WORK TO BE COMPLETED :: Every entry below must be copied exactly, with nothing left out.

[DATA PROVIDED — start]

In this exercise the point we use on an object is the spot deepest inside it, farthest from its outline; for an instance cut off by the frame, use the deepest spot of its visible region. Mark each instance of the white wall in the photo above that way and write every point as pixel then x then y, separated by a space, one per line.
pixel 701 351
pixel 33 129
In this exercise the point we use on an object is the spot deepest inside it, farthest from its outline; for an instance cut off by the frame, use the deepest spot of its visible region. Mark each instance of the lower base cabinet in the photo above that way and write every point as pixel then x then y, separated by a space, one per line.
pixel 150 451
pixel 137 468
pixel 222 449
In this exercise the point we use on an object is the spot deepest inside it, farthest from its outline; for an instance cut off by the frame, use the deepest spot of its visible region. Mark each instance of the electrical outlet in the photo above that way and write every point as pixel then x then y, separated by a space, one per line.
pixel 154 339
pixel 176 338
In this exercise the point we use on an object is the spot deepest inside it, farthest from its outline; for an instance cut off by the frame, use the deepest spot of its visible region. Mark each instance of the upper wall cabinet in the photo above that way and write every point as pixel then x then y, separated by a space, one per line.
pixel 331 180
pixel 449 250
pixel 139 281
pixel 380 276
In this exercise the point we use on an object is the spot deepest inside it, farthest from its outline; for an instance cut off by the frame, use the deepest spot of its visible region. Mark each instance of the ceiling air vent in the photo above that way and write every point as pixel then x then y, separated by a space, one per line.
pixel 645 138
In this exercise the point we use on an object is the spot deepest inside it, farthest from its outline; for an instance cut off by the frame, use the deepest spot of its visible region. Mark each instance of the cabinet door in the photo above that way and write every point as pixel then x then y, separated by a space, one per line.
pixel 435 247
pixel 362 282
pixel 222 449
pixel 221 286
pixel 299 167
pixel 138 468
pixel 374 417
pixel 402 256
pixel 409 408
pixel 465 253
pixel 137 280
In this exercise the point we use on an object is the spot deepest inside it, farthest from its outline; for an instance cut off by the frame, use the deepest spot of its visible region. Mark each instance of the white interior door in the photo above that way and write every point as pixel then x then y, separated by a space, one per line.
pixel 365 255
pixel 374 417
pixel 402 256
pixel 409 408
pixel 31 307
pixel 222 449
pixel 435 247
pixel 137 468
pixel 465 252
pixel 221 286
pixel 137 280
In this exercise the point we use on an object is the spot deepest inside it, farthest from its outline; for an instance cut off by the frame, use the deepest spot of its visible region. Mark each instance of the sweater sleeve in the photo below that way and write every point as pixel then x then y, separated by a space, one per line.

[DATA PROVIDED — finish]

REPLY ::
In this exercise the point we use on an object is the spot deepest inside it, farthest from its outline; for an instance cut off by the frame, use the deepest spot of its visible region. Mark each instance of the white wall in the photo above that way and write every point as pixel then x then y, separated by a space, one per line.
pixel 701 351
pixel 33 129
In this exercise the point we use on an object is the spot deepest inside it, farthest from its outline; for an instance cut off by the frame, use the deepest spot of its visible region. Mark each instance of the lower base cabinet in the photo above that way and write every point as pixel then x then y, separated by a space, one per line.
pixel 150 451
pixel 137 468
pixel 222 449
In this exercise the point we use on an object is the spot deepest inside it, farthest from its outline; for an instance cut off by the frame, use the deepest spot of its visible region. Mark each instance of the electrical outlet in the photo above that way and write every point as pixel then x then y, separated by a space, one per line.
pixel 154 339
pixel 176 338
In this exercise the point we use on an object is the spot deepest inside it, farthest from its outline; for an instance cut off by the frame, use the deepest spot of its visible region. Mark each instance of the upper wall cabinet in the photo above that way and write every point as pixel then x then y, separated by a space, one per line.
pixel 331 180
pixel 449 250
pixel 139 281
pixel 380 276
In this exercise the point we use on an object is the spot deepest inside it, farthest from its outline; for an instance cut off by the frame, use the deepest spot of its visible region. Mark each instance of the ceiling air vent in the photo above that way and write every point as pixel then x then y, separated by a space, one per line.
pixel 645 138
In this exercise the point we use on an object is the spot deepest inside it, farthest from its outline; for an instance cut off by the frame, use the deepest spot of its visible region. Mark each instance of the cabinet door in the photo above that way and write every point as pixel then x then y, separated by a space, one per line.
pixel 435 247
pixel 362 282
pixel 222 449
pixel 221 286
pixel 299 167
pixel 138 468
pixel 374 417
pixel 402 256
pixel 409 408
pixel 465 253
pixel 137 280
In this exercise the point we use on an object is the spot deepest inside it, farthest from its outline; for an instance cut off by the frame, use the deepest spot of its visible region. Mark each instance of the white interior door in the photo above that way and write every point as pixel then x then y, separated by a space, one per line.
pixel 365 255
pixel 374 417
pixel 402 256
pixel 409 408
pixel 31 307
pixel 222 449
pixel 435 247
pixel 137 468
pixel 465 252
pixel 221 286
pixel 137 280
In this exercise the point we use on an object is the spot deepest inside it, farthest from its outline; for an instance cut off by the frame, use the deepest spot of its visible region. Mark each instance of the sweater sleeve in the photo below that way and write every point as pixel then x then y, separated by a space, one per line.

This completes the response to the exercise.